---------- PASSAGE TO READ

William Forsythe Répertoire
Ballet de l'Opéra de Lyon

[Dance]

For more than twenty years, William Forsythe has been transmitting his pieces to the Ballet de l’Opéra de Lyon dancers, several of which now form part of its repertory. Thus, it is only natural that Ballet de l’Opéra de Lyon should be associated to the William Forsythe portrait programmed by the Festival d’Automne à Paris, and present several of the choreographer’s works.
Enemy in the figure, the second part of the Limb’s Theorem (1990) ballet plunges us into the art of William Forsythe. The piece sees the dancers emerging from the night, and being confronted with an environment cluttered up with obstacles. The lighting hides or reveals to us these objects, alternately, by projecting their shadows onto a wooden panel positioned in the middle of the stage.
One Flat Thing, reproduced (2000) has a very different stage set: twenty tables propelled onto the stage, forming the dance surface and horizon for the fourteen dancers. The piece has an underlying tension to it, all pent-up, but ready to flare at any time. Thom Willem’s score provides an explosive musical backdrop.
In Workwithinwork, fifteen dancers construct an intensely fluid piece of dance, echoing computer-generated drawings projected on video. Set to Luciano Berio’s Duette per due violini, they trace out circles and lines, weaving in and out of each other and continuously generating new figures.
Steptext, set to Bach’s Suite for Solo Violin, sways back and forth, and took audiences by surprise with the brute force of its writing when it was first presented in 1985 by the Aterballetto, in Reggio Emilia (Italy). Here the piece is presented as a condensed version of Artifact, a landmark piece in the choreographer’s work and which seeks to recompose the vocabulary of classical ballet in the light of structuralism.
In celebration of this programme, Ballet de l’Opéra de Lyon is also giving audiences the chance to see Sarabande by Benjamin Millepied, set to extracts from Johann Sebastian-Bach’s Sonatas and Partitas for Solo Violin, and Maguy Marin’s Grosse Fugue.

--------------------
---------- SUPPLIED RECORDS

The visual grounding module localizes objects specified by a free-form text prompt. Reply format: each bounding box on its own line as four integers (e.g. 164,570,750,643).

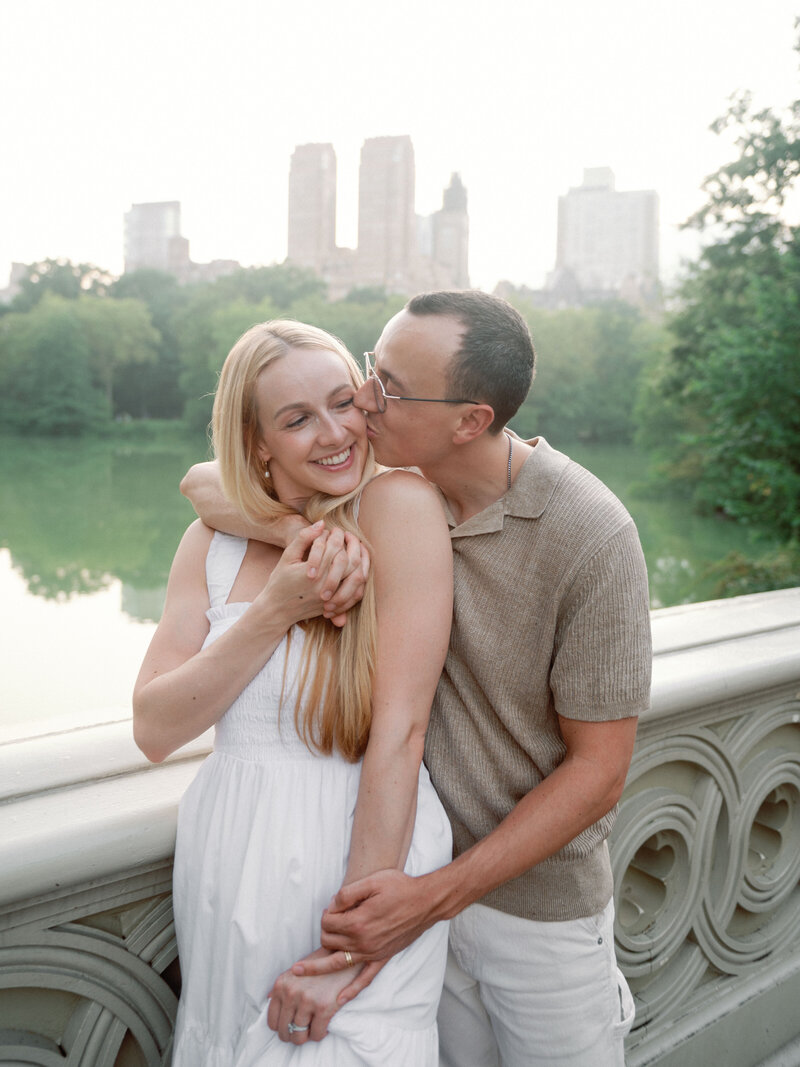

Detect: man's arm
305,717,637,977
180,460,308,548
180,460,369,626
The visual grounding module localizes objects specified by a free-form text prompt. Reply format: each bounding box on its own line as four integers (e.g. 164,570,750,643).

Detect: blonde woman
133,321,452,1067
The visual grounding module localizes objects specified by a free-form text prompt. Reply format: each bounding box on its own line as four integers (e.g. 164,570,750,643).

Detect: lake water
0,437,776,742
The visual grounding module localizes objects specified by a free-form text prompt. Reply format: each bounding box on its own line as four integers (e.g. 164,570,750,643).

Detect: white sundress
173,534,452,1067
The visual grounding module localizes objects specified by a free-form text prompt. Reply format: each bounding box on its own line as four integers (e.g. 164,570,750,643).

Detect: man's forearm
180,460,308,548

--------------------
---------- SUPPLIED RECORDS

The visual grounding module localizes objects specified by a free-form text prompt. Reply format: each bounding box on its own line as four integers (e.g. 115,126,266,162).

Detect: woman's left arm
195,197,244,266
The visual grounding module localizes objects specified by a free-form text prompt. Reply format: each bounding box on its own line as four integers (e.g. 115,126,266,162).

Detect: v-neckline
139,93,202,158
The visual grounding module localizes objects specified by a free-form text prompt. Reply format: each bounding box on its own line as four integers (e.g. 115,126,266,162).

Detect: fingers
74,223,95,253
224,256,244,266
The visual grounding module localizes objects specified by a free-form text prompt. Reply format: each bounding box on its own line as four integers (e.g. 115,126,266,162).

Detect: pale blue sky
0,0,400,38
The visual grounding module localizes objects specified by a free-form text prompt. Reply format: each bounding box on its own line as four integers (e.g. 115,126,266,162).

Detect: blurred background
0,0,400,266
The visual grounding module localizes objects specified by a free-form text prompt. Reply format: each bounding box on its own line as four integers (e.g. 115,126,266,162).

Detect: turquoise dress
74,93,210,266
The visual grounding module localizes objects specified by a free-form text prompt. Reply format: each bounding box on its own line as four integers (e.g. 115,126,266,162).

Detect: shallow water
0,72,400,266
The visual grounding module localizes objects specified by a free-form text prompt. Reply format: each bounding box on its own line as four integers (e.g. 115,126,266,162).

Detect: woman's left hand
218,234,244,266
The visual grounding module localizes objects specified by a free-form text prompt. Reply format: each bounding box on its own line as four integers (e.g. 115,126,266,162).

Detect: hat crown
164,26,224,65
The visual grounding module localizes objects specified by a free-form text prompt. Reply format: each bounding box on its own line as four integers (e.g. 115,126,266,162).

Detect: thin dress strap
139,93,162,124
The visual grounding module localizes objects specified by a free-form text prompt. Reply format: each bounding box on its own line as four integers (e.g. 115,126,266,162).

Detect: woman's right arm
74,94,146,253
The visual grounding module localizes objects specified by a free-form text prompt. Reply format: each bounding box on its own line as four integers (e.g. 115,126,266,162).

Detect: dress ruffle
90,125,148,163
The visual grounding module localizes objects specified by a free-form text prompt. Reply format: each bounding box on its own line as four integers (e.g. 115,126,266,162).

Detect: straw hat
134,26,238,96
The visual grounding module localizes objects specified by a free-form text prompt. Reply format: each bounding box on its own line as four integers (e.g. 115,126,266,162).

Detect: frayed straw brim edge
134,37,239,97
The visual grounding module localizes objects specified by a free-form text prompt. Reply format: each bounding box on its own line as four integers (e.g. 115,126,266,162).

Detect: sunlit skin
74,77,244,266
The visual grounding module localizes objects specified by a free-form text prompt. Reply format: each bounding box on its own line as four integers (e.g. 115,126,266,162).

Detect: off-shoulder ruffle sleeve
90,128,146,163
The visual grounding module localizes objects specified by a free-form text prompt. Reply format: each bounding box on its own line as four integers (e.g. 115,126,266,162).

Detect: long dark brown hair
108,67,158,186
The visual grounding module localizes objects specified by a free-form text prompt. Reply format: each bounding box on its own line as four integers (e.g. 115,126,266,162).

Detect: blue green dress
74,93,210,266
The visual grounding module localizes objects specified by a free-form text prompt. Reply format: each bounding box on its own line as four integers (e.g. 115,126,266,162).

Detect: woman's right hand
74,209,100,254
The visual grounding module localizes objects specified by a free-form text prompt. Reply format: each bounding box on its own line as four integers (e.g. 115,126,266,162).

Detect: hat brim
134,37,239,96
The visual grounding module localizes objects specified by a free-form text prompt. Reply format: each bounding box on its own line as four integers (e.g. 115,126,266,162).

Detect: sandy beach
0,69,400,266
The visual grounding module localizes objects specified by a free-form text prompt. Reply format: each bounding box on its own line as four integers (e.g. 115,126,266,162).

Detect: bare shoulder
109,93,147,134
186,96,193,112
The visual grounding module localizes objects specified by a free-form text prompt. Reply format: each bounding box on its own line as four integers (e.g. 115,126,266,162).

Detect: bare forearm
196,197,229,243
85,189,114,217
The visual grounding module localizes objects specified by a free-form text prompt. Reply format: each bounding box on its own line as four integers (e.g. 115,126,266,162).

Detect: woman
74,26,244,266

--------------------

PROBLEM 1: Translate this sentence from the text on the William Forsythe program into Spanish: "The piece has an underlying tension to it, all pent-up, but ready to flare at any time."
PROBLEM 2: From the text on the William Forsythe program, pull out the part that begins with the words containing "One Flat Thing, reproduced" and ends with "explosive musical backdrop.", copying it word for word.

RESPONSE AREA 1: La pieza tiene una tensión subyacente, toda contenida, pero lista para estallar en cualquier momento.

RESPONSE AREA 2:
One Flat Thing, reproduced (2000) has a very different stage set: twenty tables propelled onto the stage, forming the dance surface and horizon for the fourteen dancers. The piece has an underlying tension to it, all pent-up, but ready to flare at any time. Thom Willem’s score provides an explosive musical backdrop.